══ Reading passage

In 2000, Dr Anthony Aveni, a leading archeoastronomer, agreed that at least some of the Nasca Lines were pathways meant to be walked in rituals, perhaps consciousness-changing like labyrinths, but also relating to the acquisition of water. A statistically significant number of the Lines point towards a section of the horizon where the sun used to rise at the beginning of the rainy season, suggesting that perhaps they were created to help worship or invoke their gods, particularly those related to rain. According to Aveni, air and ground surveys revealed that “most of the straight lines on the pampa are tied to water sources”. This certainly fits the anthropological evidence from annual Andean pilgrimages which continue to this day in some parts of Peru.

════

### Objectives
1 - In the Nasca Lines passage, what leads to the suggestion that the Lines may have been made to worship or invoke gods related to rain?
2 - From the Nasca Lines passage, transcribe the stretch that opens with the words "In 2000, Dr" and closes with "parts of Peru.".

══ Excerpted records

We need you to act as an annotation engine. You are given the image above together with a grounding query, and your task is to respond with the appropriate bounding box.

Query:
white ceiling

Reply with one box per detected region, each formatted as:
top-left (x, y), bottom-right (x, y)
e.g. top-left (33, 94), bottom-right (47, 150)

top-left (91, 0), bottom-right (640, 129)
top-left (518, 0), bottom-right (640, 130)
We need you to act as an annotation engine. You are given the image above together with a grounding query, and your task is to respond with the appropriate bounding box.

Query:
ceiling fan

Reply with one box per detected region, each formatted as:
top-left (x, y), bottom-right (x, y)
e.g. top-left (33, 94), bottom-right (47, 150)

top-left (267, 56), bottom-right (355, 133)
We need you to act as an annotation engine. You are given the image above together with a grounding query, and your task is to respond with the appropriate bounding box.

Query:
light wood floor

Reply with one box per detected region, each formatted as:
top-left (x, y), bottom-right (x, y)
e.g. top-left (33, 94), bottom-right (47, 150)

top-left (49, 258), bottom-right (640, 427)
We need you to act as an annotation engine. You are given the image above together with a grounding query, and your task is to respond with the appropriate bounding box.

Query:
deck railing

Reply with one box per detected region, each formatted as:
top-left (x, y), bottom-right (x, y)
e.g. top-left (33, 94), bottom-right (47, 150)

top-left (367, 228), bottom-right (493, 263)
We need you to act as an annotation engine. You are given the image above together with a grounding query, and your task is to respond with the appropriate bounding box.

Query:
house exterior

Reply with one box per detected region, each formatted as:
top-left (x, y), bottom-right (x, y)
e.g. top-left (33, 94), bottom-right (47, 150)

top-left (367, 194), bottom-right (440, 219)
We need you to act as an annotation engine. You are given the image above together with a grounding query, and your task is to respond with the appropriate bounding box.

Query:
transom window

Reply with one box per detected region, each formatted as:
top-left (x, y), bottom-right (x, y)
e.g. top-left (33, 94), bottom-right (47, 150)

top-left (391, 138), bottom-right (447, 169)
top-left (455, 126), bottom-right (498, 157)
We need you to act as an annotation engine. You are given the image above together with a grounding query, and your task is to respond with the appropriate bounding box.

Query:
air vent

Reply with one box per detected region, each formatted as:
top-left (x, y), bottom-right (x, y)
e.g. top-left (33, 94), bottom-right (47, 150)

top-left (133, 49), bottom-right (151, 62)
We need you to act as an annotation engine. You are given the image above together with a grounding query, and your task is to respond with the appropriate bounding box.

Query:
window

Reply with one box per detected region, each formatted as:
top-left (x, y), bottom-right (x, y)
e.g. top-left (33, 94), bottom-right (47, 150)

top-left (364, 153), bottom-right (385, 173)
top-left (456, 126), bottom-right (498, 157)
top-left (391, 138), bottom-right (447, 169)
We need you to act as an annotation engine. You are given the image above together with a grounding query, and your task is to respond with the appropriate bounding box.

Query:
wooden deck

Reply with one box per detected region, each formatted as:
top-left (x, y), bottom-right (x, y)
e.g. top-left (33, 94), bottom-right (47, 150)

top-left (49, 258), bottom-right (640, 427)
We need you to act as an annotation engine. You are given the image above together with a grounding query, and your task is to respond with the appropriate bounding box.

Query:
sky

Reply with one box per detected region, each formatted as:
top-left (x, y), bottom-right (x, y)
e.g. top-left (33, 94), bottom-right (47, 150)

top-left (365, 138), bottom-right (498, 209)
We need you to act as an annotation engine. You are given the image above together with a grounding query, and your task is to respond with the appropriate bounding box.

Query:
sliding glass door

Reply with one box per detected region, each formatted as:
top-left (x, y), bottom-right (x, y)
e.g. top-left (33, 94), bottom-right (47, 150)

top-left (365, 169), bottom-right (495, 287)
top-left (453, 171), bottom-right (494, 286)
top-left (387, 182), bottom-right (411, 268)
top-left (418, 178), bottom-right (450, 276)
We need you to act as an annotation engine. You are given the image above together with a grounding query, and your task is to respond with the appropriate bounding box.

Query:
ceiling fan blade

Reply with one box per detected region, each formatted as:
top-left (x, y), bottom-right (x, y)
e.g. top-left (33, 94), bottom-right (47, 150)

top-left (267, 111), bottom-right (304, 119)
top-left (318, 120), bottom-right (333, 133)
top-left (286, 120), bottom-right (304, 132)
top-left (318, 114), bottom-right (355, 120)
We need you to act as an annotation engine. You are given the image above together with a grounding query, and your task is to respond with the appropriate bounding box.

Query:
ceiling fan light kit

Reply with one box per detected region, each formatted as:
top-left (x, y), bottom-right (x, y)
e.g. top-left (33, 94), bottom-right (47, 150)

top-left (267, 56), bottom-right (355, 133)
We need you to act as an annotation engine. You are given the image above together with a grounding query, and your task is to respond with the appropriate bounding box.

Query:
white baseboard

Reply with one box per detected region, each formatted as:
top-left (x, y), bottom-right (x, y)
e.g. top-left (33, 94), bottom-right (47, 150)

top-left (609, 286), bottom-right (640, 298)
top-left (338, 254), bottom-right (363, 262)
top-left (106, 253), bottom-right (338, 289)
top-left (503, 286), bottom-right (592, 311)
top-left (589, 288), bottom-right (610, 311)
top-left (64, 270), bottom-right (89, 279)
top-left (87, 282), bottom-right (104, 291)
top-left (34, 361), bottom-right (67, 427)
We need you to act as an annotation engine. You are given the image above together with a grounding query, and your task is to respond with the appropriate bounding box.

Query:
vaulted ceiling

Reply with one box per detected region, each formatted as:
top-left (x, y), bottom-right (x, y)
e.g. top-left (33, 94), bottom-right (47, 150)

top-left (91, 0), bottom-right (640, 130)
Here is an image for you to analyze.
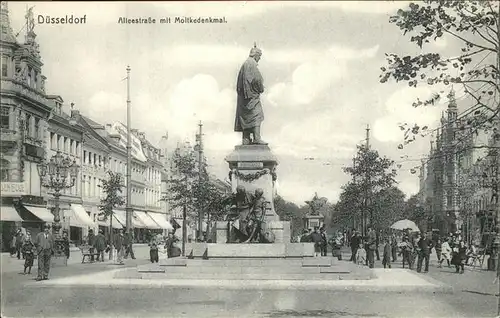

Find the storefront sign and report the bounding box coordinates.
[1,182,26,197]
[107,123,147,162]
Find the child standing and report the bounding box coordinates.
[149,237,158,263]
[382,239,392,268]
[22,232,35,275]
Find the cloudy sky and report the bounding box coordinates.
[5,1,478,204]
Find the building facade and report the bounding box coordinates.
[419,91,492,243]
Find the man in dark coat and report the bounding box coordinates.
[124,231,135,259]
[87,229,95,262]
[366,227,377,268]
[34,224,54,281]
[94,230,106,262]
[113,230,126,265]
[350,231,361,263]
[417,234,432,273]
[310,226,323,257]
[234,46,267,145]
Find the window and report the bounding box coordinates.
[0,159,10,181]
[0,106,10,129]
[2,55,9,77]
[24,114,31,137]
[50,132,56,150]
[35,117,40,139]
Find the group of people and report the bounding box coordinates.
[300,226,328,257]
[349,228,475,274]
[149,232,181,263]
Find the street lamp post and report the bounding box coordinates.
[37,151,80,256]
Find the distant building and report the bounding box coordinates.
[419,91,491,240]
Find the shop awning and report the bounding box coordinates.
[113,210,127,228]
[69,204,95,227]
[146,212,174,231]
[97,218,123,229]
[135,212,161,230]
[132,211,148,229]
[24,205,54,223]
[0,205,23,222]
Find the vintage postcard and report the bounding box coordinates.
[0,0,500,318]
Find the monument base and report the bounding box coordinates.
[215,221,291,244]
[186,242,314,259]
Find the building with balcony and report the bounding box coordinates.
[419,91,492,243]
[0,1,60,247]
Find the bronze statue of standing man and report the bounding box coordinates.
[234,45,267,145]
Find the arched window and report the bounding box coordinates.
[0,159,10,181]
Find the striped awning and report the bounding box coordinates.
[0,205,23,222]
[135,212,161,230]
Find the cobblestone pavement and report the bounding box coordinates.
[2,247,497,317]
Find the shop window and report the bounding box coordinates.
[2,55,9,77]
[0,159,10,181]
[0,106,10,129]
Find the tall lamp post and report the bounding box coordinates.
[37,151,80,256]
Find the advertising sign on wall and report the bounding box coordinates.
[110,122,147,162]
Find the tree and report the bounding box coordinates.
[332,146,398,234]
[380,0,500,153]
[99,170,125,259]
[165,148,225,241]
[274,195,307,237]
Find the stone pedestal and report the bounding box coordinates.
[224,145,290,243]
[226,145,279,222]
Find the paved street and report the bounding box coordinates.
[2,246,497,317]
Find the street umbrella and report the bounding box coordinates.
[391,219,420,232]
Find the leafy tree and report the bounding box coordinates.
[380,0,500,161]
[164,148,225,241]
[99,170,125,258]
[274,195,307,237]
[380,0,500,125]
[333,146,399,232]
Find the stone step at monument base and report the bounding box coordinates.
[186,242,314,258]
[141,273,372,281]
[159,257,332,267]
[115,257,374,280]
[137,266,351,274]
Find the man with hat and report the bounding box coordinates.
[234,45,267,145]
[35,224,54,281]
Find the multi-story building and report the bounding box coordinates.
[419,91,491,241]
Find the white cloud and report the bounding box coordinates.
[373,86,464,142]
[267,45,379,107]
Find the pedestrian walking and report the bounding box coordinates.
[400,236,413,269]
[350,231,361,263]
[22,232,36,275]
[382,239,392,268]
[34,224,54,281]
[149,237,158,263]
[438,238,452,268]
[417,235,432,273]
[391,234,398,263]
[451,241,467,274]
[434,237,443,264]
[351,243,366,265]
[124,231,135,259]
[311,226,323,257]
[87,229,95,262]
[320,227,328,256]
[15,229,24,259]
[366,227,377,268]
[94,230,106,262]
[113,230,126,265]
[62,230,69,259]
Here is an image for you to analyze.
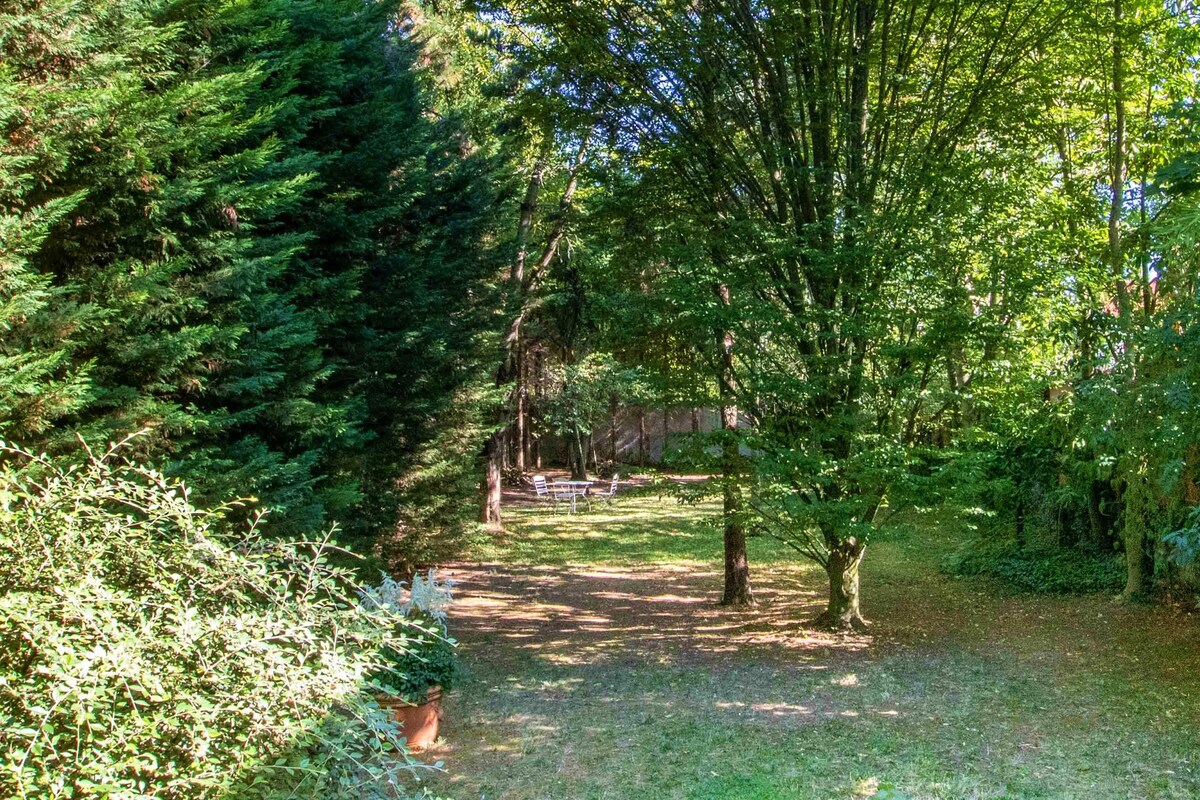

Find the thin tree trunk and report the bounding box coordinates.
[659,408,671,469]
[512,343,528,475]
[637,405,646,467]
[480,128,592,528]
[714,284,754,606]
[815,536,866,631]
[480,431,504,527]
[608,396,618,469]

════

### Solution set
1 - A statistically significant number of the Lines point toward the part of the horizon where the sun used to rise at the start of the rainy season. This alignment suggests they may have been made to worship or invoke gods, especially rain gods.

2 -
In 2000, Dr Anthony Aveni, a leading archeoastronomer, agreed that at least some of the Nasca Lines were pathways meant to be walked in rituals, perhaps consciousness-changing like labyrinths, but also relating to the acquisition of water. A statistically significant number of the Lines point towards a section of the horizon where the sun used to rise at the beginning of the rainy season, suggesting that perhaps they were created to help worship or invoke their gods, particularly those related to rain. According to Aveni, air and ground surveys revealed that “most of the straight lines on the pampa are tied to water sources”. This certainly fits the anthropological evidence from annual Andean pilgrimages which continue to this day in some parts of Peru.